**Exercise tasks:**
1. Translate this sentence from the Okinawan sparerib soup recipe below into Spanish: "Put the mushrooms, spareribs, and ginger in a large soup pot with the 4 cups of water."
2. In the Okinawan sparerib soup recipe below, how long does the soup cook, partially covered, after the heat is lowered to medium?
3. From the Okinawan sparerib soup recipe below, print the stretch from "Oh, it's just" through "a light meal.".

Okinawan Sparerib Soup
(Sokibuni nu Shimun)
Oh, it's just an amazing soup--a little Chinese...a little Japanese...quintessential Okinawan: that is, short meaty white spareribs, brown spongy mushrooms, yellow-green seaweed, white radish, and bright green mustard cabbage. Smell it: there's no mistaking the tang of ginger, but who could deconstruct that layered aroma of meat/seaweed/bonito fish/mushroom stock? And all those classic Okinawan health benefits. Pork (with all the fat boiled out of it) for protein. Mustard cabbage for regularity and a healthy stomach. Seaweed, rich in iron, calcium, and iodine; moderating blood pressure; practically no calories. I tell you, it's a fabulous soup. This recipe is adapted from Hui O Laulima's Okinawan Mixed Plate--and what nice people they are there in Honolulu, Hawaii. The graphic is by an astounding Okinawan artist. Serve the soup hot to 6 as a substantial first course...or a light meal.
Put the mushrooms, spareribs, and ginger in a large soup pot with the 4 cups of water. Bring to a fast boil, skimming away any foam, then reduce heat to medium and let cook, partially covered, for 30 minutes.

**Entries provided:**
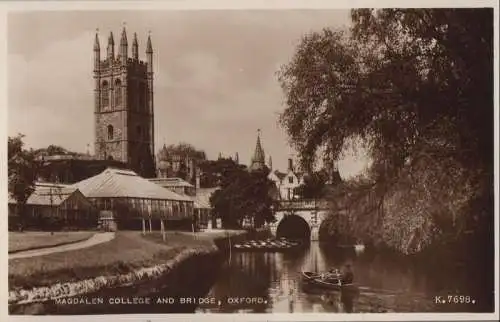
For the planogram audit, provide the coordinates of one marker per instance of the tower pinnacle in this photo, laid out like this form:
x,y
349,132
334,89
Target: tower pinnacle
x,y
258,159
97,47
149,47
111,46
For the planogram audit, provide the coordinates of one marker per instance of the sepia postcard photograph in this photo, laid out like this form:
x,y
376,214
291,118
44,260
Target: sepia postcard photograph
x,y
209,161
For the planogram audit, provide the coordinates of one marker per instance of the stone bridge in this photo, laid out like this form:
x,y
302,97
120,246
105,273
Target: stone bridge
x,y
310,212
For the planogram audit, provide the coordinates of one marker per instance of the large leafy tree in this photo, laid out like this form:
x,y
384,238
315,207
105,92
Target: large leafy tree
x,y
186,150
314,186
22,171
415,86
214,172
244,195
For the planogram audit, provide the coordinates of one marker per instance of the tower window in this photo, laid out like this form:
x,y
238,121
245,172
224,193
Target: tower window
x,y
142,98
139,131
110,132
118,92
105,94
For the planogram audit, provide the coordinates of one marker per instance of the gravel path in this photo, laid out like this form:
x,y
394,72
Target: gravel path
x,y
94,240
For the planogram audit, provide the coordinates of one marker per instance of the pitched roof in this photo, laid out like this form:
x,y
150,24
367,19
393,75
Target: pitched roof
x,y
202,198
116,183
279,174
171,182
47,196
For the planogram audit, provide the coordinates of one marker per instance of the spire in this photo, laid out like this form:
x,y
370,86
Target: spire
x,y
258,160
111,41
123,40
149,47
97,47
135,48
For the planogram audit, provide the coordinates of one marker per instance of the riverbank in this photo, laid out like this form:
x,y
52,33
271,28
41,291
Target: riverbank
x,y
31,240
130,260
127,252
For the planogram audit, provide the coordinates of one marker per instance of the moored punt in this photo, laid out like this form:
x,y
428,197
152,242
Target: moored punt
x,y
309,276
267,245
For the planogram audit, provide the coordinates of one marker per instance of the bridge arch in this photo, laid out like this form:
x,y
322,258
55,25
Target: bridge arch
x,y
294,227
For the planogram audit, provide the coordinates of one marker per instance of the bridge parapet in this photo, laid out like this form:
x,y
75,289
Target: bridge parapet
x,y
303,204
---
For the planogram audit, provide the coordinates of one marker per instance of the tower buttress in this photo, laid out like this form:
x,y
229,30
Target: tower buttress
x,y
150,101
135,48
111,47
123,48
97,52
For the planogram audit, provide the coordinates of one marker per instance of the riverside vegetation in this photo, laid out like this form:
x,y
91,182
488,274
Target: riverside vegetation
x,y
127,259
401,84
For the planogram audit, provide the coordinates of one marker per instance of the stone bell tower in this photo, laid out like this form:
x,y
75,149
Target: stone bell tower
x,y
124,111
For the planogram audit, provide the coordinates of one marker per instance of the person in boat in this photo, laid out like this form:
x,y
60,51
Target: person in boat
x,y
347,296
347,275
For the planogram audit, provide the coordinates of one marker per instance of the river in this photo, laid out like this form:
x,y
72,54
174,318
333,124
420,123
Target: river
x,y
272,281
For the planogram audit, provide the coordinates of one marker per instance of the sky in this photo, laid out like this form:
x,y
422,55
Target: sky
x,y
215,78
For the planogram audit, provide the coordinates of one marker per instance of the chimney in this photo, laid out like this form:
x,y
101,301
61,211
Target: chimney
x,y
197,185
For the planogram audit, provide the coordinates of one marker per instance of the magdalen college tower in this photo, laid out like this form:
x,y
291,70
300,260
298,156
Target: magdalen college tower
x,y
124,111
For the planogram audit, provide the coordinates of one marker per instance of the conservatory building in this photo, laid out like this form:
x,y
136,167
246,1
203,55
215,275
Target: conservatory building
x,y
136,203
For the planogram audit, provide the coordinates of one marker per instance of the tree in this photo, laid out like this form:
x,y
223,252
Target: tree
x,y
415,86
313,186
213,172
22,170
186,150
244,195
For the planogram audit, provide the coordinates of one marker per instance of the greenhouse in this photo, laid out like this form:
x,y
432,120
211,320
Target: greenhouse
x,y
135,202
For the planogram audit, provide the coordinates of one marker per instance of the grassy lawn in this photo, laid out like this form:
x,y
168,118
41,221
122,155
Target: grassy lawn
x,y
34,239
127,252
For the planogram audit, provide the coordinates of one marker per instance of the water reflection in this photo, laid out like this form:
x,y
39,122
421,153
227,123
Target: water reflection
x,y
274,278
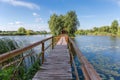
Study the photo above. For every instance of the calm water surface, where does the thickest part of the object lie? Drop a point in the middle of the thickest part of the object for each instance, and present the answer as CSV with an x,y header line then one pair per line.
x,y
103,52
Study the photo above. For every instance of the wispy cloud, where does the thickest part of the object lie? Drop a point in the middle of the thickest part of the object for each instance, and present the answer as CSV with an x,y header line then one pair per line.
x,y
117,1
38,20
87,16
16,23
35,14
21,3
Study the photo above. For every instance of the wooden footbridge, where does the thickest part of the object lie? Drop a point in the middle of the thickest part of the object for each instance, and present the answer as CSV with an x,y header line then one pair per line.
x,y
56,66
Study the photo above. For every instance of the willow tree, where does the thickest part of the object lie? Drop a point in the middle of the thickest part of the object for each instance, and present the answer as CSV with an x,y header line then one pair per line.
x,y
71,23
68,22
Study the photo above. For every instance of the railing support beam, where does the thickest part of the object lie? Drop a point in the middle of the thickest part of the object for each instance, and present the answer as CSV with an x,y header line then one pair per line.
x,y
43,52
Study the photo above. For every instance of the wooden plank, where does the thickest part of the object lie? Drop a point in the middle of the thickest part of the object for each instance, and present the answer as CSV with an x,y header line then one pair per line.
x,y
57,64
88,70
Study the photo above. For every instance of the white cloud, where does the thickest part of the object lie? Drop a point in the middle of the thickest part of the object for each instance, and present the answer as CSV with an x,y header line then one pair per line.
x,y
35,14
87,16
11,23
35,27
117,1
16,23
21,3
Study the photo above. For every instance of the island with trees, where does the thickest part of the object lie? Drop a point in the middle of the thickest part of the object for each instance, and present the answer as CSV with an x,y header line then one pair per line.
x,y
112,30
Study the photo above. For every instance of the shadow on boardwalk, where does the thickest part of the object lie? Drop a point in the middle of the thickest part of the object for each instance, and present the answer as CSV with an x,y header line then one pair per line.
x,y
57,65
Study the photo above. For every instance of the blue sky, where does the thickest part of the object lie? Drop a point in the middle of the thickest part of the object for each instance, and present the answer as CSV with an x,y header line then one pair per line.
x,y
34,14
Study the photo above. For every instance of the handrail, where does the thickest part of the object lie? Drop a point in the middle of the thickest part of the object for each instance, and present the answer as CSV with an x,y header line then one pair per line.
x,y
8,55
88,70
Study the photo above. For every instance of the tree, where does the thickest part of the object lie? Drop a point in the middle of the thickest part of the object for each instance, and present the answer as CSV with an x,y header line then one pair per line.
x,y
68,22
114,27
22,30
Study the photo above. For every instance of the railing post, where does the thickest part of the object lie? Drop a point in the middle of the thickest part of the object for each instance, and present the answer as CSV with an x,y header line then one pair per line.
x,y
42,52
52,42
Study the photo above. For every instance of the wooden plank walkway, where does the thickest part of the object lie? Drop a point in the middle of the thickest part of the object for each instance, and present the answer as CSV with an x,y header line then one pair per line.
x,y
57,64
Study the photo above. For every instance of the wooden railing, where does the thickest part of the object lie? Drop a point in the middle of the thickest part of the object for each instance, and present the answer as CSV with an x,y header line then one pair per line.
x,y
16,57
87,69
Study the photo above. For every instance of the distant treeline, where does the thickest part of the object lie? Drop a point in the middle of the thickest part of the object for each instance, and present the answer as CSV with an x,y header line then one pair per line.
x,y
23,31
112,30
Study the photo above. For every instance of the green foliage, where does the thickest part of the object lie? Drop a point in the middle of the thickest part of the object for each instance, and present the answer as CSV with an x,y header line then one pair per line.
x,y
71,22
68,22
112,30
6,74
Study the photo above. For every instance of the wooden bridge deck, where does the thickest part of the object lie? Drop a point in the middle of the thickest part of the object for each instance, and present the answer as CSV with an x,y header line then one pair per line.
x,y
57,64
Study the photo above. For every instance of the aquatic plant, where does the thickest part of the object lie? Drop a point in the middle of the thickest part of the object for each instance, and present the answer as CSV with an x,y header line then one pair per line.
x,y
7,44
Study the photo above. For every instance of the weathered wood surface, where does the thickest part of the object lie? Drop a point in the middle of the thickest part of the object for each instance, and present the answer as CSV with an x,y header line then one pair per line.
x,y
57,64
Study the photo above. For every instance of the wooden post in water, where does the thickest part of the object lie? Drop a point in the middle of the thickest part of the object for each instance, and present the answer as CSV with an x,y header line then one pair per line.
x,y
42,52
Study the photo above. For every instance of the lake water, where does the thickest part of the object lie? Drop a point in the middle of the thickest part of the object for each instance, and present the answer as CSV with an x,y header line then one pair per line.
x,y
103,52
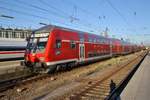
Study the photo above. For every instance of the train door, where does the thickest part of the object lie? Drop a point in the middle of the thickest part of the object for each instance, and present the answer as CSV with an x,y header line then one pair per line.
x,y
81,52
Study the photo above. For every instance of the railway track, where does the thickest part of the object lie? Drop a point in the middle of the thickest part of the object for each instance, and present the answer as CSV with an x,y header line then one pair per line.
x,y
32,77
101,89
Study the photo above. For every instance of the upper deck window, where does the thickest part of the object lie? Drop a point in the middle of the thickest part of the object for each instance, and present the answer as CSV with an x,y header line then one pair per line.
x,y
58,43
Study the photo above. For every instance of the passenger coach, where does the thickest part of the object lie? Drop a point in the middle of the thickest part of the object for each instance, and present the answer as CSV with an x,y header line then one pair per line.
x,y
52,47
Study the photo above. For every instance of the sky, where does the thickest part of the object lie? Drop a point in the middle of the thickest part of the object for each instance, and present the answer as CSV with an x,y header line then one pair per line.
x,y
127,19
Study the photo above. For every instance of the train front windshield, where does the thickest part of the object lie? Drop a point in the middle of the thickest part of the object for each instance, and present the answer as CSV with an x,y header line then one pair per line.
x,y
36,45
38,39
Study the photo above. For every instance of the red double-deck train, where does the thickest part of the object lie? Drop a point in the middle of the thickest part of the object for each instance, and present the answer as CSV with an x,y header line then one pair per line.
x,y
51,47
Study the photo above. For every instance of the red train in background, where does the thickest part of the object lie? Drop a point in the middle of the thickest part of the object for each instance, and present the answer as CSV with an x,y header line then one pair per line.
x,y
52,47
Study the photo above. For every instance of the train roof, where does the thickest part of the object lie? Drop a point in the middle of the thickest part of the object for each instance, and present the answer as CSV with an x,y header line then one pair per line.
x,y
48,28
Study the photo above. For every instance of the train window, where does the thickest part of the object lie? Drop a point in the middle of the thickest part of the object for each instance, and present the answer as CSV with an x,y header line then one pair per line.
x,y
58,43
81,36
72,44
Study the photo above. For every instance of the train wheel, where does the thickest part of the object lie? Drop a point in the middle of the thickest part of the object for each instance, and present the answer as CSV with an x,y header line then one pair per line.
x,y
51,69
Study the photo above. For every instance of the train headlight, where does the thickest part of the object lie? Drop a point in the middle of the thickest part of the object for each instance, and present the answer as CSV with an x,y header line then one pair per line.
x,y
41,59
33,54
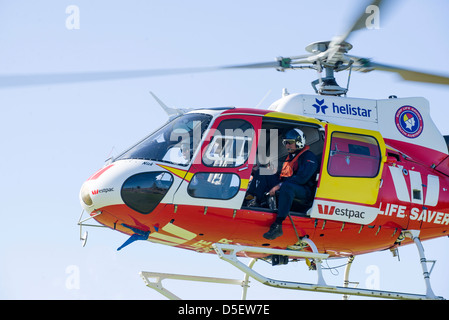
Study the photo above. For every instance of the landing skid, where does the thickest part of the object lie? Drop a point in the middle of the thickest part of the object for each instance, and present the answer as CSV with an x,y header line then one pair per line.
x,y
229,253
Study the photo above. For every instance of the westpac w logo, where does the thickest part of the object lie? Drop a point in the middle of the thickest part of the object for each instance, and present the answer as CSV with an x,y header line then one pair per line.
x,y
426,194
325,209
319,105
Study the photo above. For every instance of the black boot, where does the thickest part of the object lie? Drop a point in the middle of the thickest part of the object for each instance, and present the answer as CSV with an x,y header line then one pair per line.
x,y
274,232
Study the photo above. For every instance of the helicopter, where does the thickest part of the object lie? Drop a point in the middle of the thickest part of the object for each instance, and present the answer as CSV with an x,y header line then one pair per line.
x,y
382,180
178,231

**Solved tasks:**
1. Ponga los hongos, las costillas y el jengibre en una olla grande para sopa con las 4 tazas de agua.

2. 30 minutes.

3.
Oh, it's just an amazing soup--a little Chinese...a little Japanese...quintessential Okinawan: that is, short meaty white spareribs, brown spongy mushrooms, yellow-green seaweed, white radish, and bright green mustard cabbage. Smell it: there's no mistaking the tang of ginger, but who could deconstruct that layered aroma of meat/seaweed/bonito fish/mushroom stock? And all those classic Okinawan health benefits. Pork (with all the fat boiled out of it) for protein. Mustard cabbage for regularity and a healthy stomach. Seaweed, rich in iron, calcium, and iodine; moderating blood pressure; practically no calories. I tell you, it's a fabulous soup. This recipe is adapted from Hui O Laulima's Okinawan Mixed Plate--and what nice people they are there in Honolulu, Hawaii. The graphic is by an astounding Okinawan artist. Serve the soup hot to 6 as a substantial first course...or a light meal.